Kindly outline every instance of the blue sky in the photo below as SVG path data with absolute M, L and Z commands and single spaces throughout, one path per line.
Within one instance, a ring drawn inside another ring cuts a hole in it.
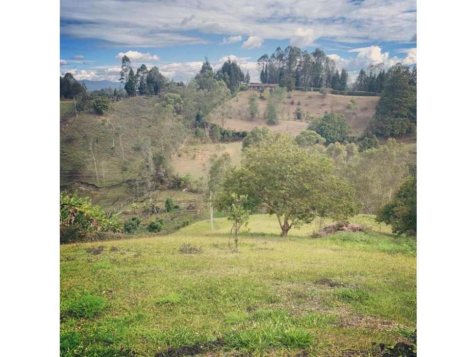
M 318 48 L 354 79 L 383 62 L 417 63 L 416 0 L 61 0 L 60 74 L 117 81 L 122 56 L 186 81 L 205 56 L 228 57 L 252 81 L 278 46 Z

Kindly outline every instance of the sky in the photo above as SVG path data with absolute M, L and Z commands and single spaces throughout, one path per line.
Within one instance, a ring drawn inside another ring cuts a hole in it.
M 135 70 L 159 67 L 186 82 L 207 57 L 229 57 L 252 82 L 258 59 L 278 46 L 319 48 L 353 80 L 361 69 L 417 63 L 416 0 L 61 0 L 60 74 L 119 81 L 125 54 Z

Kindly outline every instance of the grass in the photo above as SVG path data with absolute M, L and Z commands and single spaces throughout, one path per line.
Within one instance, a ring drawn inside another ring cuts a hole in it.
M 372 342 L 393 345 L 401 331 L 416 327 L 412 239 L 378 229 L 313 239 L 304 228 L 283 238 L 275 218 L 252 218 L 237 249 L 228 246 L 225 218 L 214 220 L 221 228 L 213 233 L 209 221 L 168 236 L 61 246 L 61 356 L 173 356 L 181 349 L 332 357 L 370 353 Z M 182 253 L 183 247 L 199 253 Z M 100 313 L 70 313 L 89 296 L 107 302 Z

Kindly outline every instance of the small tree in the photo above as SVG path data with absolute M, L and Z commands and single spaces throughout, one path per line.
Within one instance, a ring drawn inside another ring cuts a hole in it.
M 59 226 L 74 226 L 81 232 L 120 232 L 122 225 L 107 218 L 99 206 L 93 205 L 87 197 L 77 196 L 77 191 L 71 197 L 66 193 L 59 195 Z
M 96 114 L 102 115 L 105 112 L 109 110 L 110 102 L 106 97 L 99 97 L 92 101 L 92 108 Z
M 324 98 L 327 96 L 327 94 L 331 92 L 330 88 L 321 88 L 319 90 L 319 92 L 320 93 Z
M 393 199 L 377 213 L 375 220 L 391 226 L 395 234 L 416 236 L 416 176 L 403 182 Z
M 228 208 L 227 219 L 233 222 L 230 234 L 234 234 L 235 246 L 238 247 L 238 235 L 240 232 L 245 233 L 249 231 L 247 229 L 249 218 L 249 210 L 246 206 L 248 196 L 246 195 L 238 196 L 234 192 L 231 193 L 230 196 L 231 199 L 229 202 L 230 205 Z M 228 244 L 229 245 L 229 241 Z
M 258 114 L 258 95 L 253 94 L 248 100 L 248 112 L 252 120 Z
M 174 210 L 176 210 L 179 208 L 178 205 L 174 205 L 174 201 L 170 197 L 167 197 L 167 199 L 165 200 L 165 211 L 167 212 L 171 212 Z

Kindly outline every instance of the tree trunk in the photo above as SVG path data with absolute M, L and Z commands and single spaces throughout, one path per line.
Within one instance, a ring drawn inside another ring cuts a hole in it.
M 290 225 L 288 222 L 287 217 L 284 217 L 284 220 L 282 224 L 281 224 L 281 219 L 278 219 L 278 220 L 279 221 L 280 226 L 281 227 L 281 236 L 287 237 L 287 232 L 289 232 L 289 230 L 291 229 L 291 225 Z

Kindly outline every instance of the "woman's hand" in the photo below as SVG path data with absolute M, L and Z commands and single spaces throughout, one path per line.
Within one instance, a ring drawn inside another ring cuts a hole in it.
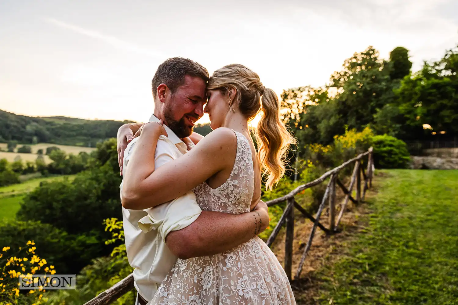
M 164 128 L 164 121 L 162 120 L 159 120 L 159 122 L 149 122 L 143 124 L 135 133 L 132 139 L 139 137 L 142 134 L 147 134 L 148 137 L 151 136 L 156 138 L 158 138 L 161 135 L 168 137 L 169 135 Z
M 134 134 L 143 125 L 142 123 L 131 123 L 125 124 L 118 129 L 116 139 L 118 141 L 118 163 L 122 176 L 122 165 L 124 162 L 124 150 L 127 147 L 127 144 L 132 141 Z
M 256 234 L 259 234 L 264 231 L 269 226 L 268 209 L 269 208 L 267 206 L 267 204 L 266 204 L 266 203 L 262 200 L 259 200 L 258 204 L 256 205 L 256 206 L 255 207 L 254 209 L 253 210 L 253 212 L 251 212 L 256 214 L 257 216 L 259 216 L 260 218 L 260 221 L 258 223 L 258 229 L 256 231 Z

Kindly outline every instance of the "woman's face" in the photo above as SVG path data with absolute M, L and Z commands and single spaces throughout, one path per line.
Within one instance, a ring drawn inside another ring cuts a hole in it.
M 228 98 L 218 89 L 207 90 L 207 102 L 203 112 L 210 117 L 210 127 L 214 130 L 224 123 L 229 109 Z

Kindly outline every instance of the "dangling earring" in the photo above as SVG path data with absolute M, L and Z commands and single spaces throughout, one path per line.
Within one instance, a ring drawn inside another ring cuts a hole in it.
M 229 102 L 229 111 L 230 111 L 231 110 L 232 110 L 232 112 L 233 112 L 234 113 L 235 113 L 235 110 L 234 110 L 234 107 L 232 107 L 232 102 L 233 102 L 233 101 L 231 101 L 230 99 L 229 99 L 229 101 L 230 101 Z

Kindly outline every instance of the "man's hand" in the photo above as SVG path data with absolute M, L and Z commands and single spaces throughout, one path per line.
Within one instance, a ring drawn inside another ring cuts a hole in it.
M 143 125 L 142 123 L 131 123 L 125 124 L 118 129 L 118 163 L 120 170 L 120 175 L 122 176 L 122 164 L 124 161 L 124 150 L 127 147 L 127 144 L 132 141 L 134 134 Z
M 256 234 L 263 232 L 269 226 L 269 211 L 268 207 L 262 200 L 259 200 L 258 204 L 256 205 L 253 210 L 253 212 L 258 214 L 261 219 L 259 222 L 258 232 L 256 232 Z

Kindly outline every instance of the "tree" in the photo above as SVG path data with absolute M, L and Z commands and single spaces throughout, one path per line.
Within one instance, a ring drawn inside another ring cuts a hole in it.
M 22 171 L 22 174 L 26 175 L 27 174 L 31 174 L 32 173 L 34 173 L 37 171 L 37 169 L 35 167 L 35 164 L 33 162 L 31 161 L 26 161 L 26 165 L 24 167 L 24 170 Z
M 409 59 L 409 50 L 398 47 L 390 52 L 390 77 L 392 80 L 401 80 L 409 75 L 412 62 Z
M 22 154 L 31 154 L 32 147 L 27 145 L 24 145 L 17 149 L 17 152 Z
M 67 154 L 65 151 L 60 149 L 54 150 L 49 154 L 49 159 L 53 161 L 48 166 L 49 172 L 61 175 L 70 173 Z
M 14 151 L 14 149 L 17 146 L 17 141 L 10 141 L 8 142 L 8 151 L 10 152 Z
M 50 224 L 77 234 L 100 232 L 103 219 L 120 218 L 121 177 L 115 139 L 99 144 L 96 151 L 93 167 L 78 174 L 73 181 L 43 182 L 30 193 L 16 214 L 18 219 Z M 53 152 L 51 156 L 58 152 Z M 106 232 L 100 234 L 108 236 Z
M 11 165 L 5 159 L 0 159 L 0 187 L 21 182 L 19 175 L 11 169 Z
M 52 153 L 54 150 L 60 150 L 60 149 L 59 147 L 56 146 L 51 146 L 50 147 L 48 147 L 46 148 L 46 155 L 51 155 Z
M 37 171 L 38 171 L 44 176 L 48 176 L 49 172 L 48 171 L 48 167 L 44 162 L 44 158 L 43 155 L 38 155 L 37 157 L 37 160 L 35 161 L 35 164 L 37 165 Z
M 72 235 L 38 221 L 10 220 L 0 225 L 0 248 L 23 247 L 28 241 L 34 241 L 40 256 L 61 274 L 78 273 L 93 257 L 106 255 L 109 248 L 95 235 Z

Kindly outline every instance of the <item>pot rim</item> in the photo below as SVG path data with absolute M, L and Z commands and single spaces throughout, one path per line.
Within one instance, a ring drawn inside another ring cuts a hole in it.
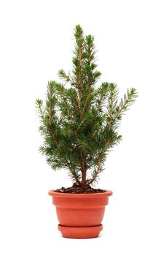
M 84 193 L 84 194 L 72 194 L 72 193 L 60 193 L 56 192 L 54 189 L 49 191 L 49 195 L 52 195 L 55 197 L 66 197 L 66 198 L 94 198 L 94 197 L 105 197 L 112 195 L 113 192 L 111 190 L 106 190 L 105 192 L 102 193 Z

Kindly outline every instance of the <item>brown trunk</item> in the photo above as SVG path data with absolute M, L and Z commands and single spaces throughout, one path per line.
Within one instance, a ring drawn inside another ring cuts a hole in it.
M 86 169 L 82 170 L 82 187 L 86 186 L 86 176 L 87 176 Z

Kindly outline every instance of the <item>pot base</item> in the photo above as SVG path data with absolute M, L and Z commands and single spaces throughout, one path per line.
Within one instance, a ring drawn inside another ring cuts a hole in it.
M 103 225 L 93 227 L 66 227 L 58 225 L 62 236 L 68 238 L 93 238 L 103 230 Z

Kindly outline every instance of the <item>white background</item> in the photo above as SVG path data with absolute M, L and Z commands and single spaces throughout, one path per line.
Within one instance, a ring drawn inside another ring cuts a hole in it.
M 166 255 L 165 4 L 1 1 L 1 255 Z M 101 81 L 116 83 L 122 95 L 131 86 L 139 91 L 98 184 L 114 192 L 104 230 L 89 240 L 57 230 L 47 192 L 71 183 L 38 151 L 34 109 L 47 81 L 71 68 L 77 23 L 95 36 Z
········
Task
Lay out the data from its first line through the line that contains "M 372 342 L", both included, as a Markdown table with the columns n and Line. Give each nonblank line its own numbered row, and leave out blank lines and pictures.

Solution below
| n | Line |
|---|---|
| 1 | Kindly outline every instance of the blue sky in the photo below as SVG path data with absolute M, L and Z commands and single spaces throughout, one path per line. |
| 2 | Within one instance, a ring drawn inside another ring cuts a hole in it. |
| 3 | M 318 48 L 354 79 L 383 62 L 417 63 L 416 0 L 61 0 L 60 74 L 117 81 L 122 56 L 186 81 L 205 56 L 228 57 L 252 81 L 278 46 Z |
| 4 | Kindly outline every instance of the sky in the photo above as SVG path data with absolute M, L and Z commands and single spaces throughout, one path per line. |
| 5 | Within one instance, a ring drawn inside another ring cuts a hole in it. |
| 6 | M 135 70 L 159 67 L 186 82 L 207 57 L 229 57 L 252 82 L 258 59 L 278 46 L 319 48 L 353 80 L 361 69 L 417 63 L 416 0 L 61 0 L 60 74 L 119 81 L 125 54 Z |
| 7 | Kindly outline every instance of the grass in the photo above as SVG path data with absolute M, L and Z commands and single spaces throughout, one path per line. |
| 8 | Within one instance, a ring drawn inside another ring cuts a hole in it. |
| 9 | M 372 342 L 393 345 L 401 331 L 416 327 L 412 239 L 378 229 L 313 239 L 304 228 L 283 238 L 275 218 L 252 218 L 237 249 L 228 246 L 225 218 L 214 220 L 221 228 L 213 233 L 209 221 L 168 236 L 61 246 L 61 356 L 173 356 L 181 349 L 332 357 L 370 353 Z M 182 253 L 183 247 L 199 253 Z M 100 313 L 70 313 L 89 296 L 107 302 Z |